BEGIN Passage

1. How much do you LOVE NY? :)
I think of NY as an old friend that I share many secrets with. NYC is my "home town". I grew up on the Upper East Side and would not trade that experience for anything. I LOVE NYers, NYC and all the special "finds" there that only real NYers really know about.
2. Do you ever travel for shoots? If so where is the farthest you’ve gone?
I travel often for my work, being that I'm based out of NYC as well as Boulder, Colorado. I think Spain is probably the farthest I have physically traveled for work, although my shoot in the Sian Ka'an Biosphere in Tulum seemed much farther away!
3. Did you ever have a dream or another direction you wanted to go for as an occupation?
I've always been an artist, so I think I knew early on that I would be in a creative "out of the box" career, and not become a typical 9 to 5 worker bee. When I was in school studying film production and working in NYC as a freelance production assistant, I thought I might want to be a commercial director that specialized in children, like Harry Hamburg, who I really liked to watch direct kids (he used to bribe them with cash, which I thought was brilliant!). When I was a kid growing up in NYC I had dreams of being a mounted police officer there (so I could ride a horse down the street) or a Jane Goodall type zoologist - any career that involved horses and /or animals of any kind.
4. How long have you been teaching students to style food?
I've been teaching private, hands-on food styling classes to serious students since 1998, when I first launched my website and got besieged with questions from people all over the world who wanted to learn the art of food styling but had no resource or opportunity available to them where they were located. Since then I have trained and mentored many successful food stylists who otherwise would not have been able to do the kind of work they are now capable of producing.

END Passage

— Task directions —
How would you say this sentence from the food styling interview in Spanish: "I grew up on the Upper East Side and would not trade that experience for anything."

BEGIN Information shown

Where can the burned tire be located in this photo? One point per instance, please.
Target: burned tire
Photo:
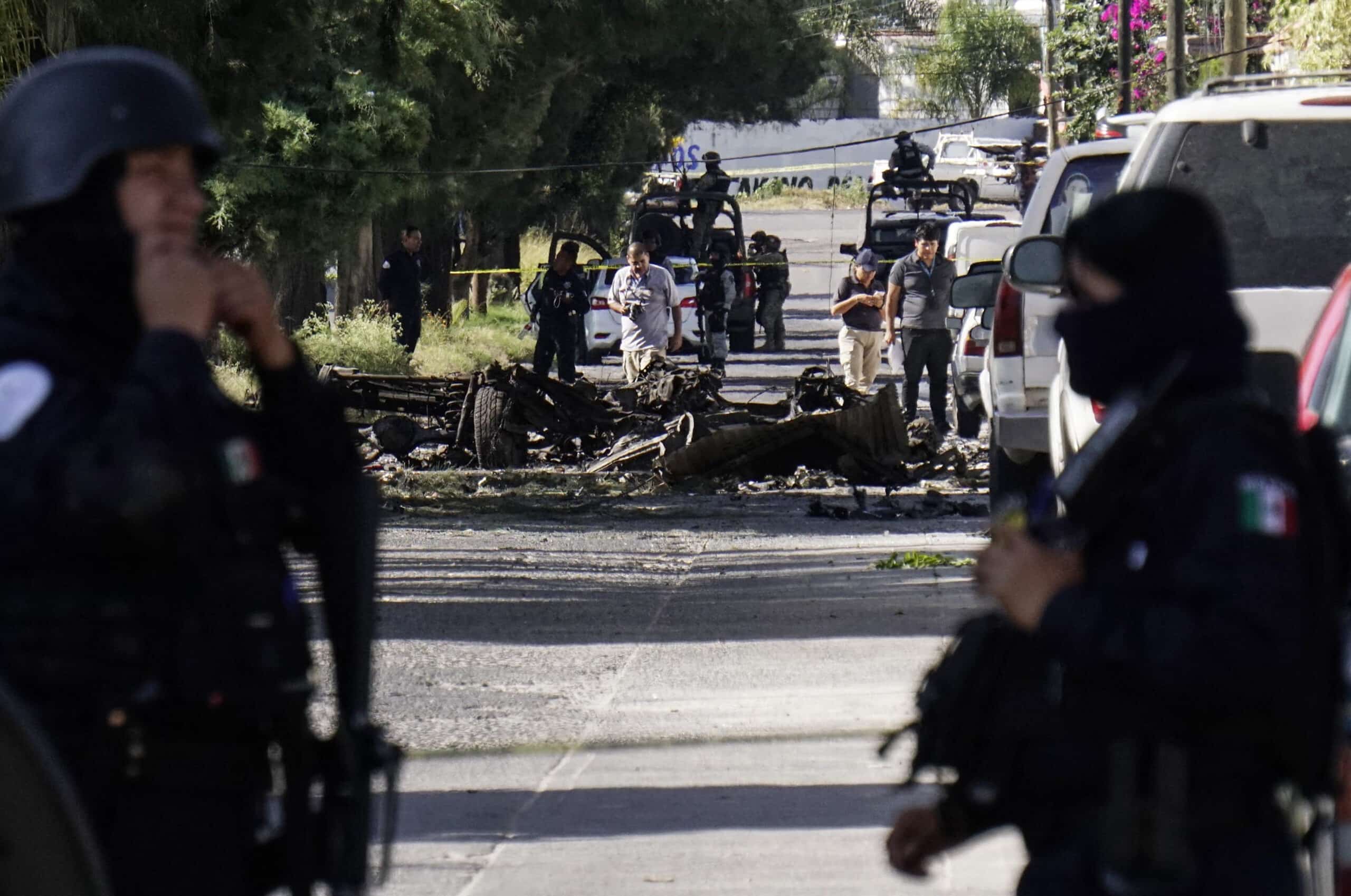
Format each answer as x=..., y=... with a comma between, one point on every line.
x=495, y=445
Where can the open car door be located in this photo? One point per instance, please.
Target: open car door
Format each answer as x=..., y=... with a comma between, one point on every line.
x=591, y=266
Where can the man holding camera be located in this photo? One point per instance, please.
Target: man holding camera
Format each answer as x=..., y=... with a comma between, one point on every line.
x=643, y=294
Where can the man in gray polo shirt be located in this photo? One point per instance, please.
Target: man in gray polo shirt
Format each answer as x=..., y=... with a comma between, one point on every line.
x=645, y=294
x=922, y=285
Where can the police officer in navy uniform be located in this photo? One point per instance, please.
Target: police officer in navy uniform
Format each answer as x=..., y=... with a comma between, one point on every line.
x=402, y=278
x=561, y=298
x=146, y=613
x=1188, y=606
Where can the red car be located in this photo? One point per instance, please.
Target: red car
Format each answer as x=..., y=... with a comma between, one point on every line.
x=1320, y=368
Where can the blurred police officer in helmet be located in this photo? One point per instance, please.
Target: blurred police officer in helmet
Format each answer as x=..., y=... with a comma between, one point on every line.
x=146, y=613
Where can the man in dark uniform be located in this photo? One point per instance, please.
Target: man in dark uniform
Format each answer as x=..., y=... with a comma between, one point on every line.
x=919, y=290
x=561, y=298
x=146, y=613
x=908, y=157
x=715, y=291
x=1188, y=613
x=713, y=180
x=772, y=278
x=402, y=278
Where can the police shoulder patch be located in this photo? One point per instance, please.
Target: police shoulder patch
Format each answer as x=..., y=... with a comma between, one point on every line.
x=23, y=387
x=1268, y=506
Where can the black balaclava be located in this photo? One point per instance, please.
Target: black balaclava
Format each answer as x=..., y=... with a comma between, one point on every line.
x=1166, y=247
x=81, y=254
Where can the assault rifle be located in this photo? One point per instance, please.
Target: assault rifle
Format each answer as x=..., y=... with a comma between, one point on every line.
x=358, y=752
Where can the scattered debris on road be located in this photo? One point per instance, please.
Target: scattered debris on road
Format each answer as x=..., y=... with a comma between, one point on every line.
x=931, y=506
x=674, y=422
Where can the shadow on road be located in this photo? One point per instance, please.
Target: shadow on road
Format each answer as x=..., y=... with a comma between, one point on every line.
x=629, y=811
x=731, y=595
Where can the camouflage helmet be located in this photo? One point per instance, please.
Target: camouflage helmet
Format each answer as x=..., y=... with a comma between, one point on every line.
x=69, y=112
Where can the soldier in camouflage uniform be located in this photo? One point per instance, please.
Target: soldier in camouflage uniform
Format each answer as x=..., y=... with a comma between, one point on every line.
x=772, y=275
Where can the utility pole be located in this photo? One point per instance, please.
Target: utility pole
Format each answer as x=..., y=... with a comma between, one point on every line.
x=1053, y=137
x=1123, y=52
x=1177, y=51
x=1235, y=37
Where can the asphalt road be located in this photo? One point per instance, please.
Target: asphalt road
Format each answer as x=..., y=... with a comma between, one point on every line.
x=737, y=659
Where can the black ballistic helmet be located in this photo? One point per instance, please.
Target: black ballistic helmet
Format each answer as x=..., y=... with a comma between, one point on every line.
x=69, y=112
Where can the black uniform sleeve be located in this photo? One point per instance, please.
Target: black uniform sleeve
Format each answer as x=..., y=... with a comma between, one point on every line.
x=899, y=271
x=1220, y=627
x=385, y=284
x=306, y=429
x=107, y=475
x=842, y=292
x=582, y=297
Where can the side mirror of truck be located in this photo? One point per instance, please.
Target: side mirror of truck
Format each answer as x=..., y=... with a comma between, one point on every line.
x=1036, y=264
x=977, y=290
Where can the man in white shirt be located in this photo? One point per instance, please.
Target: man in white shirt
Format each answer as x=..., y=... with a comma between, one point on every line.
x=645, y=294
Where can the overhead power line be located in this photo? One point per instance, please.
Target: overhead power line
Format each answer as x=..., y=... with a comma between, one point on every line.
x=534, y=169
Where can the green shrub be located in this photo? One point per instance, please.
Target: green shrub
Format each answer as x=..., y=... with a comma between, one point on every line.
x=364, y=341
x=467, y=345
x=237, y=382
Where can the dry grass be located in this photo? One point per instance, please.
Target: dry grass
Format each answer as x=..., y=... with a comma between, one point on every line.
x=367, y=342
x=240, y=384
x=464, y=346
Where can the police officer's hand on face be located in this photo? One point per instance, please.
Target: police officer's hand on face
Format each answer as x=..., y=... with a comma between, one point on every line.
x=245, y=304
x=916, y=837
x=179, y=287
x=160, y=205
x=1023, y=575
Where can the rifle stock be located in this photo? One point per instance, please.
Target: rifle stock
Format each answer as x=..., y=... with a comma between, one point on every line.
x=346, y=519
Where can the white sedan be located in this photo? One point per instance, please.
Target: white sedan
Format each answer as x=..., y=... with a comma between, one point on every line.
x=603, y=325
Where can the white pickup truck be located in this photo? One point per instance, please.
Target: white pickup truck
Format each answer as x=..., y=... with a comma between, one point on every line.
x=1021, y=360
x=981, y=164
x=1270, y=155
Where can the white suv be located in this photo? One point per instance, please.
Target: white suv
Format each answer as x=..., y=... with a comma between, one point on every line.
x=1021, y=360
x=1273, y=156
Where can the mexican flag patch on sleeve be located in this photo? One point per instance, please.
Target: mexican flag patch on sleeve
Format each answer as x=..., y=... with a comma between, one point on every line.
x=1268, y=507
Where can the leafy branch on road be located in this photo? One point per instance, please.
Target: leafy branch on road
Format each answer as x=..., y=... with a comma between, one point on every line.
x=920, y=560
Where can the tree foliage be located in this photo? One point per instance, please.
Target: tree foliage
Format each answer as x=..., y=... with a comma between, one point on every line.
x=315, y=95
x=1319, y=33
x=984, y=54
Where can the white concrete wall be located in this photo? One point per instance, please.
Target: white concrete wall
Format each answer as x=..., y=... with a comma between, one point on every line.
x=821, y=165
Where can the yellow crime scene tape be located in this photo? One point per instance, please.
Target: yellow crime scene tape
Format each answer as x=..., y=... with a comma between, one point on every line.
x=732, y=264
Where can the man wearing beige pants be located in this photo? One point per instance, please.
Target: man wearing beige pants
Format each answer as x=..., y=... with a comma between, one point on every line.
x=646, y=297
x=861, y=309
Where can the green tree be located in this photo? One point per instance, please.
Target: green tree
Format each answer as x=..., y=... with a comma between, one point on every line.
x=983, y=54
x=1319, y=33
x=317, y=98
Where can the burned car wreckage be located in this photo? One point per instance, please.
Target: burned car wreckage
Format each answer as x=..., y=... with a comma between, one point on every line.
x=674, y=422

END Information shown

— Response —
Crecí en el Upper East Side y no cambiaría esa experiencia por nada.